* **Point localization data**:
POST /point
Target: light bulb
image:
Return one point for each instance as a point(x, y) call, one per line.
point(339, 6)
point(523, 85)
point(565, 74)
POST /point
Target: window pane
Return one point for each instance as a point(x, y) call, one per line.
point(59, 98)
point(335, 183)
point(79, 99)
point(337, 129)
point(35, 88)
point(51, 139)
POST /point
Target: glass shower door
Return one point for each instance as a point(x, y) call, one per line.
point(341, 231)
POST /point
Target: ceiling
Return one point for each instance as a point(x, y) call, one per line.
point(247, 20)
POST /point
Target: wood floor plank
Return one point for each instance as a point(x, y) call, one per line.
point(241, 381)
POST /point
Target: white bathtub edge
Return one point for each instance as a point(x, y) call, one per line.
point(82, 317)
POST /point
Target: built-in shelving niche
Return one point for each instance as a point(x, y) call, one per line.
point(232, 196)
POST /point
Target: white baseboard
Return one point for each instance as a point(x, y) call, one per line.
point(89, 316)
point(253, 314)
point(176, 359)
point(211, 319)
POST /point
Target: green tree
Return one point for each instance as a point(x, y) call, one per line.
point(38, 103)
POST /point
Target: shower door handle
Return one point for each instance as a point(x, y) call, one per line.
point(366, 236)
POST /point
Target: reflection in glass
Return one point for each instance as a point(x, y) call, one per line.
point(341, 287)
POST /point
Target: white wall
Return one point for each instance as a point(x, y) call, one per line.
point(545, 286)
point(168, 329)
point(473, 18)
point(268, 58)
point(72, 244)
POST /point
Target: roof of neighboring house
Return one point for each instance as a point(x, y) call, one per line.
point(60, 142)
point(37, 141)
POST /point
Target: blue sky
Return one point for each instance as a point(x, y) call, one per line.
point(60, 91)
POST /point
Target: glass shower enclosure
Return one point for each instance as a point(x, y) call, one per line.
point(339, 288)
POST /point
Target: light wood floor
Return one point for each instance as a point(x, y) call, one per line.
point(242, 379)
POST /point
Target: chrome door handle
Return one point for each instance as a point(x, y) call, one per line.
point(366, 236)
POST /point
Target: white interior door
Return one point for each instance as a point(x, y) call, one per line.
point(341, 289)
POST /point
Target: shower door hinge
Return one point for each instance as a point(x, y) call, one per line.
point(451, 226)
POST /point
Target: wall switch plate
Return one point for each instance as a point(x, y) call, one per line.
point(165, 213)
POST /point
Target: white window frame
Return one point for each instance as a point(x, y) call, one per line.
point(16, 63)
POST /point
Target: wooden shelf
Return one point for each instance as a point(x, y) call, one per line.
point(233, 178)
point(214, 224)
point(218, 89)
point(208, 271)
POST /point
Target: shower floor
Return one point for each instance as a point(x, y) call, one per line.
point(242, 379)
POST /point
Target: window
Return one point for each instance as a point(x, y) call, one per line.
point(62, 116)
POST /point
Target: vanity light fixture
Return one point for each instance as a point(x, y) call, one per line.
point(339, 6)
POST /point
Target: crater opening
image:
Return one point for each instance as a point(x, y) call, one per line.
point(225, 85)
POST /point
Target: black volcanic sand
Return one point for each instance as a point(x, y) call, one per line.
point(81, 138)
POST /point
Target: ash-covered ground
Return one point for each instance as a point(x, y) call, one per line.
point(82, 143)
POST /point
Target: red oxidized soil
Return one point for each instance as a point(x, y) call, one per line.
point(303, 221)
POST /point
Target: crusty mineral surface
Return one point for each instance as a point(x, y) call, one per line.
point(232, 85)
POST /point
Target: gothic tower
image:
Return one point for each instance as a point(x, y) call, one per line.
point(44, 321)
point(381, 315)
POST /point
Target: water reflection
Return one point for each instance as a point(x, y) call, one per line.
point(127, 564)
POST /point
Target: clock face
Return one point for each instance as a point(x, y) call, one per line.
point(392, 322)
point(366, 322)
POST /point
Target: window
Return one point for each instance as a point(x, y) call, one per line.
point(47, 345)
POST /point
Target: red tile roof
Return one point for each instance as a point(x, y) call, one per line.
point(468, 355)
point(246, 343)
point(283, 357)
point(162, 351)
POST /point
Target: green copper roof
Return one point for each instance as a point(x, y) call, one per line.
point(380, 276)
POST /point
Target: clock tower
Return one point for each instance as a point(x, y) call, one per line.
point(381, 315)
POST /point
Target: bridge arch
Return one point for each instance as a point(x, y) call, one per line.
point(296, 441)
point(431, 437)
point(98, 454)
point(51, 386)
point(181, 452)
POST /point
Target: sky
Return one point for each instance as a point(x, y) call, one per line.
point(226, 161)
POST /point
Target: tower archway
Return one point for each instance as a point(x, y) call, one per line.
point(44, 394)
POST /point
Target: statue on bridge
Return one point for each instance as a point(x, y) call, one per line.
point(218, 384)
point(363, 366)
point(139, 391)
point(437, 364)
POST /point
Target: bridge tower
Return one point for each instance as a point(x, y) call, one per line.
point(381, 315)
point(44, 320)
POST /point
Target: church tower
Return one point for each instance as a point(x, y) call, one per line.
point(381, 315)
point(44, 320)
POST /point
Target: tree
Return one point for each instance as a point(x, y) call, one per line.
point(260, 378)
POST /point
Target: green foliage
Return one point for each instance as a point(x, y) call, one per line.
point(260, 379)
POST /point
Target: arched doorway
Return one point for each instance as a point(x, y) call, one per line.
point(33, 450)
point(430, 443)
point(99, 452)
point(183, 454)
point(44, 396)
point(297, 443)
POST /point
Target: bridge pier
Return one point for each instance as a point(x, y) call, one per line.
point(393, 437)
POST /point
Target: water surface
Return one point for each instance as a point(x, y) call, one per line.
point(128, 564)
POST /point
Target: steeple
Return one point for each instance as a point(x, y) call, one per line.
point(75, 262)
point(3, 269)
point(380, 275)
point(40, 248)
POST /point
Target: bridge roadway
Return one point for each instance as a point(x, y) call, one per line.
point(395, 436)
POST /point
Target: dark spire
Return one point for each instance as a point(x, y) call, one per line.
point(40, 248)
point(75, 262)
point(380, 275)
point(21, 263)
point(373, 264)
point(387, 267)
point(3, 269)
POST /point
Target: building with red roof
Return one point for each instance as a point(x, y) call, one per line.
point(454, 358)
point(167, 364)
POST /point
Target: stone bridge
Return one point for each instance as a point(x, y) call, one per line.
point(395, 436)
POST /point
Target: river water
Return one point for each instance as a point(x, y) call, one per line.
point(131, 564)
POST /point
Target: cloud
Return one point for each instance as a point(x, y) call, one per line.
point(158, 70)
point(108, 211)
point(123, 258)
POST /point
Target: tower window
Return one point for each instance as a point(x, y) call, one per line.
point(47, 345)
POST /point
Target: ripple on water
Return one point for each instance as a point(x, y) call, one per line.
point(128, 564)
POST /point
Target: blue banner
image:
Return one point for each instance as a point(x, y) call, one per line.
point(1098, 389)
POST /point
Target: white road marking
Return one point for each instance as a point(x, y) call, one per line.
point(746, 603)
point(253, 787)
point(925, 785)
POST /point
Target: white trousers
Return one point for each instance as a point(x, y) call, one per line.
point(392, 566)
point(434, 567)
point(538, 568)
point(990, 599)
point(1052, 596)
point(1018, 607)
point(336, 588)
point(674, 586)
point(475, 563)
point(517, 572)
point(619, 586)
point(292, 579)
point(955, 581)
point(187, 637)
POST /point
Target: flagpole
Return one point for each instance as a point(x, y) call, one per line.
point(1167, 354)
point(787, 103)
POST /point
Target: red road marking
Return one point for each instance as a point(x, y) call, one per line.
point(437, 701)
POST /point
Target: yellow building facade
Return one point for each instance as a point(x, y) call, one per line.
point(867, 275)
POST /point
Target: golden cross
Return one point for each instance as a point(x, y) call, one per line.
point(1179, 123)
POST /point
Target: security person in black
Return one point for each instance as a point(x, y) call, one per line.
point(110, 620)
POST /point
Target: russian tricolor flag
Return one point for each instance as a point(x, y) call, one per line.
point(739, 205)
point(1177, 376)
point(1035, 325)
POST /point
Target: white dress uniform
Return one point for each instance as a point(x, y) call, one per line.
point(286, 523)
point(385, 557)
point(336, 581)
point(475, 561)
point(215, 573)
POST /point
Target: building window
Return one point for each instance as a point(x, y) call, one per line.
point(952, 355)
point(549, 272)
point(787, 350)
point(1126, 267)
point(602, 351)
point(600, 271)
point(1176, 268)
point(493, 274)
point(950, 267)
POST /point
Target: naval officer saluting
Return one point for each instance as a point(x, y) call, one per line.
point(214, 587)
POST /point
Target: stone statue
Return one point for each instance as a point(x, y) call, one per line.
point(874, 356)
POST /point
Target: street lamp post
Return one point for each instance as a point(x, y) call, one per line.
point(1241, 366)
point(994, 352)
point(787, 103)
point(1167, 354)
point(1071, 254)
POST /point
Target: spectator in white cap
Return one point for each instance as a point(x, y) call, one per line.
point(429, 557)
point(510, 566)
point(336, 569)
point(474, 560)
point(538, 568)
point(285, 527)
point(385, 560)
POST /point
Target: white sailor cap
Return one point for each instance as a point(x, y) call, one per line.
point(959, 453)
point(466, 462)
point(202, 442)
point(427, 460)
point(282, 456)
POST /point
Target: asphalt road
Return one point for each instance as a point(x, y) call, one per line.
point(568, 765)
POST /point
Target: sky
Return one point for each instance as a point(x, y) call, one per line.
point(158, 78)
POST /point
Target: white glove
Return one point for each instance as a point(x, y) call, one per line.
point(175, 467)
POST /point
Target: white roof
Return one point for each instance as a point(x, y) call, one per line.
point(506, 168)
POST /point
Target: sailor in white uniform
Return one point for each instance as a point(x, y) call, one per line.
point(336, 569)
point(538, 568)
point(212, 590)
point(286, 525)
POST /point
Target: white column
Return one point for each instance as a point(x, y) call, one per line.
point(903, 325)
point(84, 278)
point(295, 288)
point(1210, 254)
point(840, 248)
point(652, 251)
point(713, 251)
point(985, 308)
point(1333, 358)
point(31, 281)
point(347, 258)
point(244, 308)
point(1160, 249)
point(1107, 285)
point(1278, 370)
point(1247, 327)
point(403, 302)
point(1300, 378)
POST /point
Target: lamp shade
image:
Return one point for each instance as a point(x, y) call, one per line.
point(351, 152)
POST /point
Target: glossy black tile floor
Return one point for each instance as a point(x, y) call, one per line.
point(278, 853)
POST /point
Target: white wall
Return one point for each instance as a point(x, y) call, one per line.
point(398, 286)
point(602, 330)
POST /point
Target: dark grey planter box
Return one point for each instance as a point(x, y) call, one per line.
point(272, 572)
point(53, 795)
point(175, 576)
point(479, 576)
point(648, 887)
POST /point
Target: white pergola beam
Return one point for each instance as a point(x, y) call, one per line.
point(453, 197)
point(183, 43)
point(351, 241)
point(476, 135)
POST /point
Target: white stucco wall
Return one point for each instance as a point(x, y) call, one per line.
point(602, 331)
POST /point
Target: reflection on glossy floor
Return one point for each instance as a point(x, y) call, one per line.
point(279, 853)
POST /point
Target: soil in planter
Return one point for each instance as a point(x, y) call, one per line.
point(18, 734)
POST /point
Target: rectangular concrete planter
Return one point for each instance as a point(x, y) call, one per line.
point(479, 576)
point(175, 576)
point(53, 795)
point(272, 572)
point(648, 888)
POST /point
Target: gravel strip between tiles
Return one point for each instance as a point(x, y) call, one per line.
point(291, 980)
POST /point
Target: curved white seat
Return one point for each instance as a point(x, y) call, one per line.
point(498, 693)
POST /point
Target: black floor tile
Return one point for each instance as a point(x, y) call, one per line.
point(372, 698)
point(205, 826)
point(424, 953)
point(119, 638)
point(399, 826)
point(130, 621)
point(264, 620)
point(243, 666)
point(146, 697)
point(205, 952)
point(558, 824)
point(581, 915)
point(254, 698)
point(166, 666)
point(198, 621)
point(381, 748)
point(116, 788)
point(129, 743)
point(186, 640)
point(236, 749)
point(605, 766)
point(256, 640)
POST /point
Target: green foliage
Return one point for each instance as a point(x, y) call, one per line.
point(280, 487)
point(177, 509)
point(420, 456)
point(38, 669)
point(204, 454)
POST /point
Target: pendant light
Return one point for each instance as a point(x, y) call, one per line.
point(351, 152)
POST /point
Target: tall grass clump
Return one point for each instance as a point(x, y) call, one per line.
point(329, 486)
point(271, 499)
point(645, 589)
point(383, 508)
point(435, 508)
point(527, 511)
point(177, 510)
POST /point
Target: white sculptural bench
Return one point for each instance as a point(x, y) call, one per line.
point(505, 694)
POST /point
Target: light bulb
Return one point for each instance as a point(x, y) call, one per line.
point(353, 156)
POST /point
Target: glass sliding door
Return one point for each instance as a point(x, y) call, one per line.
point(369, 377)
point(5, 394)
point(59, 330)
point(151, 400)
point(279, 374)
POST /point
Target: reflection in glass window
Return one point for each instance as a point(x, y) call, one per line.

* **AIM OF THE EXERCISE**: Using the data above, tally the lines that contain the string "lamp" and state only the result.

* **OUTPUT OF THE EXERCISE**: 2